• **MATERIAL SHOWN**

=== Begin Enclosure ===

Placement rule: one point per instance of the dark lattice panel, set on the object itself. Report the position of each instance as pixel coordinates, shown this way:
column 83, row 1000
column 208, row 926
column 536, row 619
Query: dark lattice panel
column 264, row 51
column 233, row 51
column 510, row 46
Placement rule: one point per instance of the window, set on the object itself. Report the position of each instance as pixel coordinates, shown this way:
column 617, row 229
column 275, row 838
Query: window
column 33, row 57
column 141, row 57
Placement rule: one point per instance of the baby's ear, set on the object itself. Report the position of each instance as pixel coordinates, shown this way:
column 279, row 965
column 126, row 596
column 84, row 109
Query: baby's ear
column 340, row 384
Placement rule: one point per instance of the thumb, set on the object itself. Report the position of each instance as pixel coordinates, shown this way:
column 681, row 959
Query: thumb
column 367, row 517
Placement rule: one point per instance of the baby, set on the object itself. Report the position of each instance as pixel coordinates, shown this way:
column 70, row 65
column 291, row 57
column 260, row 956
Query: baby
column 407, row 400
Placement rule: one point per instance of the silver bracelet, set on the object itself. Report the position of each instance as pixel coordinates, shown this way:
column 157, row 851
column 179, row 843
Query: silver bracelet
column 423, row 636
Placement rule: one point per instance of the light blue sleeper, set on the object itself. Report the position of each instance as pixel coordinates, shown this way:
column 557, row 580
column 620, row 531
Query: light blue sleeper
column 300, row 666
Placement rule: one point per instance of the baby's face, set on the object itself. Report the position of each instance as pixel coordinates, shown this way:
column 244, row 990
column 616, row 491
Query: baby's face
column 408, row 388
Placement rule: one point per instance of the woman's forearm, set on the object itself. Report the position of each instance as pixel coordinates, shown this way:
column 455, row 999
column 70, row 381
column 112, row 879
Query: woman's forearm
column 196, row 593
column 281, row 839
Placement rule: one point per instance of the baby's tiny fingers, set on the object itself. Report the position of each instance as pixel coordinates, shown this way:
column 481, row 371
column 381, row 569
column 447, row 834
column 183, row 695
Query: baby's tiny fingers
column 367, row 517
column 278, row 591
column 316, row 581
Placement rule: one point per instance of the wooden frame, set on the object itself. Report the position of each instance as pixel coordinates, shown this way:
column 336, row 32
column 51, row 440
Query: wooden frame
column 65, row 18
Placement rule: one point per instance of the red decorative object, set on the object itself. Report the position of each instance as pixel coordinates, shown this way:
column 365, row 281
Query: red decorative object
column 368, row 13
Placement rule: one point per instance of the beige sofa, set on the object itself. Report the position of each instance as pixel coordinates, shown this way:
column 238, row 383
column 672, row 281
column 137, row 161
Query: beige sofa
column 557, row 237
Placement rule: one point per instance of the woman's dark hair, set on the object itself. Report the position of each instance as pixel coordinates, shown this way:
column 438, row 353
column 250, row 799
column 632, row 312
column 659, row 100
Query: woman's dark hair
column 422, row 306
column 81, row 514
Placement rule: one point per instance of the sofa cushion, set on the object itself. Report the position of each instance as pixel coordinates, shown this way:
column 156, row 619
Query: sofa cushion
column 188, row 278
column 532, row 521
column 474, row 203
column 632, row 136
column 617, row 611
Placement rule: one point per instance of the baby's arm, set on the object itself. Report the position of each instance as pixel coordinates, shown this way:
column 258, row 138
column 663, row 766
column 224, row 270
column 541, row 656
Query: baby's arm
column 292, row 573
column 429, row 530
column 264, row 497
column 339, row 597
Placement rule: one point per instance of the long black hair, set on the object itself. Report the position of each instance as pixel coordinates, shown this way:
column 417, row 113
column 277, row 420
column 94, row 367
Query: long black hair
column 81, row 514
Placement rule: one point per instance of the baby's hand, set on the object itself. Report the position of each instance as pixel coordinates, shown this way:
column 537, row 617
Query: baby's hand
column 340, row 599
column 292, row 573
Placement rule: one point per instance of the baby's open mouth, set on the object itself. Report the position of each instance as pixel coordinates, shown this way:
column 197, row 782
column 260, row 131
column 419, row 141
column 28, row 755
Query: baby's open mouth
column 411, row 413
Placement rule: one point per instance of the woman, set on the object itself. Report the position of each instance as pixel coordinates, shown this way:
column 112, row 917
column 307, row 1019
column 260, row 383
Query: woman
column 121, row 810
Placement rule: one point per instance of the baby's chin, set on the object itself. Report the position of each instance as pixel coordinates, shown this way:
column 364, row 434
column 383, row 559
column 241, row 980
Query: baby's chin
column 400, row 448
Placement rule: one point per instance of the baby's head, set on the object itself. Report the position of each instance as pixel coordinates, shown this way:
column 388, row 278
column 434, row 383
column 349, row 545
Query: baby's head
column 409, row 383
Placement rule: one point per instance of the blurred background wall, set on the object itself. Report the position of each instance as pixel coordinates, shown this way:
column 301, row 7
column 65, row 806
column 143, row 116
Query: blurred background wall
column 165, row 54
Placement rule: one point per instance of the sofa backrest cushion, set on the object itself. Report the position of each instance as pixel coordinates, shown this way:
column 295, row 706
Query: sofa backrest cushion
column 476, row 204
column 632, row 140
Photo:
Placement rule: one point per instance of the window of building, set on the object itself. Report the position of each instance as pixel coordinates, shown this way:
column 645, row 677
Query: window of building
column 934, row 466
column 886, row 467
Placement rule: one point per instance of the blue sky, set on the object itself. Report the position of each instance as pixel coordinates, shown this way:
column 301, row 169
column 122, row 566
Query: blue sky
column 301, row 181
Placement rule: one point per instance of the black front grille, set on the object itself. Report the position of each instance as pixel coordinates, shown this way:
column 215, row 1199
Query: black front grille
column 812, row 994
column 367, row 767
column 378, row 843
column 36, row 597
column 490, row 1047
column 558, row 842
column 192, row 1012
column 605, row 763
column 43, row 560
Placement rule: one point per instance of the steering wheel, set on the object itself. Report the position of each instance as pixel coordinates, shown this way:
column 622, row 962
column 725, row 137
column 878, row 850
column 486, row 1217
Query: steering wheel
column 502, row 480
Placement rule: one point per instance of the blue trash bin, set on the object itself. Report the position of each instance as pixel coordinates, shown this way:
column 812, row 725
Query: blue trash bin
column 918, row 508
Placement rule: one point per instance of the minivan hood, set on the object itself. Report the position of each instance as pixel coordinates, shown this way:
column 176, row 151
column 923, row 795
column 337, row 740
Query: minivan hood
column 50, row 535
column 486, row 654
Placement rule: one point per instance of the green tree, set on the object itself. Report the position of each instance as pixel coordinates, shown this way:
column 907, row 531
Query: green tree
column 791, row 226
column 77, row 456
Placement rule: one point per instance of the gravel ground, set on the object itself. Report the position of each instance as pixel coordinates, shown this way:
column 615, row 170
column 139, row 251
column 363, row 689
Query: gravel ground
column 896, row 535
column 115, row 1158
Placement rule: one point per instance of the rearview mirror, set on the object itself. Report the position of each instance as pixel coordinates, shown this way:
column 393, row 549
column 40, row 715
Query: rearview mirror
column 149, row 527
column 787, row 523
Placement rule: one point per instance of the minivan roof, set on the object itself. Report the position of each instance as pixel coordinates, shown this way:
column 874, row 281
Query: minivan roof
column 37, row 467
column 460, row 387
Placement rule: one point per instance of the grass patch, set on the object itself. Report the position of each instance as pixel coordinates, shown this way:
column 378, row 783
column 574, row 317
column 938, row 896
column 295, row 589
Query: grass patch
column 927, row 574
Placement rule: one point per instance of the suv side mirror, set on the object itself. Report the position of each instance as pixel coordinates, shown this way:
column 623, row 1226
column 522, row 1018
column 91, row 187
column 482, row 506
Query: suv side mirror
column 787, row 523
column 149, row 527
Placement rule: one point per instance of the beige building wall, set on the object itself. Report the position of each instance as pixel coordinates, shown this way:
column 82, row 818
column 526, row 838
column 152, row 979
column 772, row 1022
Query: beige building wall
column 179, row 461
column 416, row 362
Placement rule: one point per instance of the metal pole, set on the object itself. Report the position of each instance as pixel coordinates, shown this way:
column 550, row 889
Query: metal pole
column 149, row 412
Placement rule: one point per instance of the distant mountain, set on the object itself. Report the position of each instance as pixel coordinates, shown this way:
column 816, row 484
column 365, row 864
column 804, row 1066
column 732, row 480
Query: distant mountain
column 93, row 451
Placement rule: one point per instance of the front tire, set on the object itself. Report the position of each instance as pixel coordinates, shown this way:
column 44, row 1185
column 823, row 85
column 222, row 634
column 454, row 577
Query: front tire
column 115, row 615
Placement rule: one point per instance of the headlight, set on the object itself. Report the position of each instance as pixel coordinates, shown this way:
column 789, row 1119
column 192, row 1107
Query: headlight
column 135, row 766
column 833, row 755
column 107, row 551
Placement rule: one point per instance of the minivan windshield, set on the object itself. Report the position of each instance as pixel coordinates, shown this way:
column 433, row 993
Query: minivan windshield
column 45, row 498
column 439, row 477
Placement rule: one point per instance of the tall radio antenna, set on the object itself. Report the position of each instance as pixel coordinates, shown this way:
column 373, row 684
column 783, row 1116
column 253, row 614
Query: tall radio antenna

=== End Enclosure ===

Using the data above, print exactly the lines from the line that contains "column 388, row 278" through the line that contains "column 143, row 116", with both included.

column 388, row 278
column 434, row 383
column 349, row 545
Query: baby's head
column 409, row 383
Placement rule: one point per instance of the blurred background wall, set on the object itself. Report the position of each instance as pixel coordinates, shown this way:
column 301, row 7
column 65, row 806
column 143, row 116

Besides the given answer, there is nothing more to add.